Recorded data

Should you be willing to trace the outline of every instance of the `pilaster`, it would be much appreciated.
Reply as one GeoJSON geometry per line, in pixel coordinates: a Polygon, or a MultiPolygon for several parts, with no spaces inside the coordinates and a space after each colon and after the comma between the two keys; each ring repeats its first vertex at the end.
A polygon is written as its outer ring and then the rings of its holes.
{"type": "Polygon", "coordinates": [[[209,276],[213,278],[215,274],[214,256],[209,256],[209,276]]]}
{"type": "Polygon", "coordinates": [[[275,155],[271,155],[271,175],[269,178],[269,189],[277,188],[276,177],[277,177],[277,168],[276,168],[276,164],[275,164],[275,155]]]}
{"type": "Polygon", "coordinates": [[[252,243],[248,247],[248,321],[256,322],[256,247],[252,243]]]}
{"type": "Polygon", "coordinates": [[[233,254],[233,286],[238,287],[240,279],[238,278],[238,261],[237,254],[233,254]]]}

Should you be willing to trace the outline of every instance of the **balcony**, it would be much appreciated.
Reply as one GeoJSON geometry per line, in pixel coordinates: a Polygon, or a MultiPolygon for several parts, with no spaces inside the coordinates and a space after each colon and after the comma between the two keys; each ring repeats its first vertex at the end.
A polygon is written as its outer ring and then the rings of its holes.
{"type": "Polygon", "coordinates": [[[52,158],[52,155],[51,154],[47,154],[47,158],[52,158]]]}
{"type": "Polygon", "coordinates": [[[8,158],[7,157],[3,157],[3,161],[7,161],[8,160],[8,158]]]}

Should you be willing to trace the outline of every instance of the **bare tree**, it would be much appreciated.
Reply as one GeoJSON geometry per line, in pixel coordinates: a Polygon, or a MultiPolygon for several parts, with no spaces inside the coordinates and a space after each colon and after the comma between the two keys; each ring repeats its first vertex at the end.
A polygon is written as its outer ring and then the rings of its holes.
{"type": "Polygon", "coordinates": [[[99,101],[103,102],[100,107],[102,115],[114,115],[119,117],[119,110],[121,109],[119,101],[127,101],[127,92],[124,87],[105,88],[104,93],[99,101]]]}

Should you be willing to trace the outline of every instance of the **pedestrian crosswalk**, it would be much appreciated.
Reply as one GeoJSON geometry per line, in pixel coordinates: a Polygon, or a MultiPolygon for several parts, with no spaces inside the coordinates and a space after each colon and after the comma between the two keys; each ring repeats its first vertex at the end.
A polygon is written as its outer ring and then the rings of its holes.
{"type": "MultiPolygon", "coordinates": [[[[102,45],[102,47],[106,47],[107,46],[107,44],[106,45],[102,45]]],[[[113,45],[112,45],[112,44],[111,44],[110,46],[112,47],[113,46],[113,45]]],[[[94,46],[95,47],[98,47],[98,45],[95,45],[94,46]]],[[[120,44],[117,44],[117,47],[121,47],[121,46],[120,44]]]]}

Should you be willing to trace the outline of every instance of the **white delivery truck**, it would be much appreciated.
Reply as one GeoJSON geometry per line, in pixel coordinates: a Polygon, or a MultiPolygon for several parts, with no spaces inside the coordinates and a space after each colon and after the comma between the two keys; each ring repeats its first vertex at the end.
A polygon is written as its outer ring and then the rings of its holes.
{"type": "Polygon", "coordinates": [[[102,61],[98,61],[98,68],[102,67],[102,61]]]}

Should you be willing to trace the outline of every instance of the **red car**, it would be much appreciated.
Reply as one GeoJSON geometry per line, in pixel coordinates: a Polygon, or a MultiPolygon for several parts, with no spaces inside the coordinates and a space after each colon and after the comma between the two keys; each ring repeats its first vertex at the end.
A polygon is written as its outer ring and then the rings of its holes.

**Given problem:**
Reproduce all the data above with every "outer ring" swapped for "exterior ring", keeping everything else the same.

**Task answer:**
Should you be willing to trace the outline of every instance of the `pilaster`, it would be much appreciated.
Reply as one GeoJSON geometry per line, in pixel coordinates: a Polygon, or a MultiPolygon for several parts, with no spaces inside the coordinates and a space after each colon and after the comma between the two keys; each ring repeats its first vertex at the end.
A polygon is written as its exterior ring and then the rings of its holes.
{"type": "Polygon", "coordinates": [[[209,276],[213,278],[215,274],[214,256],[209,256],[209,276]]]}
{"type": "Polygon", "coordinates": [[[275,155],[271,155],[271,175],[269,178],[269,189],[277,188],[276,177],[277,177],[277,168],[276,168],[276,164],[275,164],[275,155]]]}
{"type": "Polygon", "coordinates": [[[252,243],[248,247],[248,321],[256,322],[256,247],[252,243]]]}
{"type": "Polygon", "coordinates": [[[233,254],[233,286],[238,287],[240,279],[238,278],[238,261],[237,254],[233,254]]]}

Should you be willing to trace the outline of every instance of the **balcony**, it would be much appreciated.
Reply as one GeoJSON geometry per line, in pixel coordinates: a Polygon, or a MultiPolygon for several parts, with no spaces inside the coordinates and a space after each colon and after the comma between the two keys; each ring repeats its first vertex at the end.
A polygon is written as its exterior ring and then the rings of its holes.
{"type": "Polygon", "coordinates": [[[52,158],[52,155],[51,154],[47,154],[47,158],[52,158]]]}
{"type": "Polygon", "coordinates": [[[8,158],[7,157],[3,157],[3,161],[7,161],[8,160],[8,158]]]}

Should you be willing to trace the outline of every instance of the **bare tree**, it would be much appreciated.
Reply as one GeoJSON geometry per line, in pixel coordinates: a Polygon, or a MultiPolygon for several parts, with no spaces inside the coordinates and a space after each colon and after the comma between the two keys; each ring repeats its first vertex at the end.
A polygon is written as its exterior ring and then the rings of its holes.
{"type": "Polygon", "coordinates": [[[99,101],[103,102],[100,107],[102,115],[114,115],[119,117],[119,110],[121,109],[119,101],[127,101],[127,92],[124,87],[105,88],[104,93],[99,101]]]}

Should you be willing to trace the outline of every instance of the **pedestrian crosswalk**, it would be much appreciated.
Reply as one GeoJSON geometry per line, in pixel coordinates: a Polygon, or a MultiPolygon for several parts, with no spaces inside the coordinates and a space after each colon and after the comma between the two keys; each ring repeats its first vertex at the end.
A polygon is written as its exterior ring and then the rings of its holes.
{"type": "MultiPolygon", "coordinates": [[[[102,45],[102,47],[106,47],[107,46],[107,44],[106,45],[102,45]]],[[[113,45],[112,45],[112,44],[111,44],[110,46],[112,47],[113,46],[113,45]]],[[[94,46],[95,47],[98,47],[98,45],[95,45],[94,46]]],[[[120,44],[117,44],[117,47],[121,47],[121,46],[120,44]]]]}

Should you be willing to trace the outline of every instance of the **white delivery truck**, it would be much appreciated.
Reply as one GeoJSON geometry per line, in pixel coordinates: a Polygon, or a MultiPolygon for several parts, with no spaces inside the coordinates and a space after each colon and after the comma between the two keys; each ring repeats its first vertex at the end.
A polygon is written as its exterior ring and then the rings of its holes.
{"type": "Polygon", "coordinates": [[[102,61],[98,61],[98,68],[102,67],[102,61]]]}

Should you be willing to trace the outline of every instance of the **red car**, it would be much appreciated.
Reply as one GeoJSON geometry per line, in pixel coordinates: a Polygon, or a MultiPolygon for several parts, with no spaces inside the coordinates and a space after each colon and after the comma between the two keys; each ring repeats its first vertex at the end.
A polygon is written as its exterior ring and then the rings of its holes.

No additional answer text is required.